◆ Exercise aim
Add -70 to every coordinate in the answer outlines of all the rows below. Then write out every row again in full, with the requests included.

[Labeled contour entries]
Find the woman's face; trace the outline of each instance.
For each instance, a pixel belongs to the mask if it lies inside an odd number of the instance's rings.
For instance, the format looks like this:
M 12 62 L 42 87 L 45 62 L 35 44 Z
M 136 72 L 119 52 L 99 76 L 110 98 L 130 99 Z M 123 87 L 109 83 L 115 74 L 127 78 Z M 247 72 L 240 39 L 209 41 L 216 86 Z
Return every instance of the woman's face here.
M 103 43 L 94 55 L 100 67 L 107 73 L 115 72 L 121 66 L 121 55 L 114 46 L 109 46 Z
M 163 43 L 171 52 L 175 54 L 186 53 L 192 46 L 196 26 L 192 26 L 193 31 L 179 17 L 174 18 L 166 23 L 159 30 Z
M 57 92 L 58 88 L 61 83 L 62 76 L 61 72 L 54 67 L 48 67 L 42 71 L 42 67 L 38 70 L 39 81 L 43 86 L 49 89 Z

◆ Result for this exercise
Find the woman's face; trace the outline of each instance.
For each instance, a pixel belongs to the mask if it lies inside an odd number of the instance's rings.
For instance, the format looks like this:
M 12 62 L 42 87 L 45 62 L 35 44 Z
M 136 72 L 119 52 L 99 76 L 110 98 L 130 99 Z M 123 87 L 109 83 L 115 74 L 127 78 Z M 247 72 L 240 39 L 209 41 L 216 86 Z
Return every instance of the woman's face here.
M 33 -27 L 24 -15 L 30 -3 L 37 3 L 45 2 L 51 -4 L 51 -15 L 44 -24 L 39 -24 Z
M 93 -27 L 101 -18 L 105 -16 L 116 -17 L 122 -24 L 126 -44 L 122 -44 L 123 -39 L 109 -53 L 104 -52 L 96 -47 L 89 -40 Z
M -13 22 L -12 18 L -9 13 L -8 6 L -9 2 L -16 -3 L -22 -3 L -28 1 L -28 -3 L -32 0 L -31 11 L -27 16 L -21 19 Z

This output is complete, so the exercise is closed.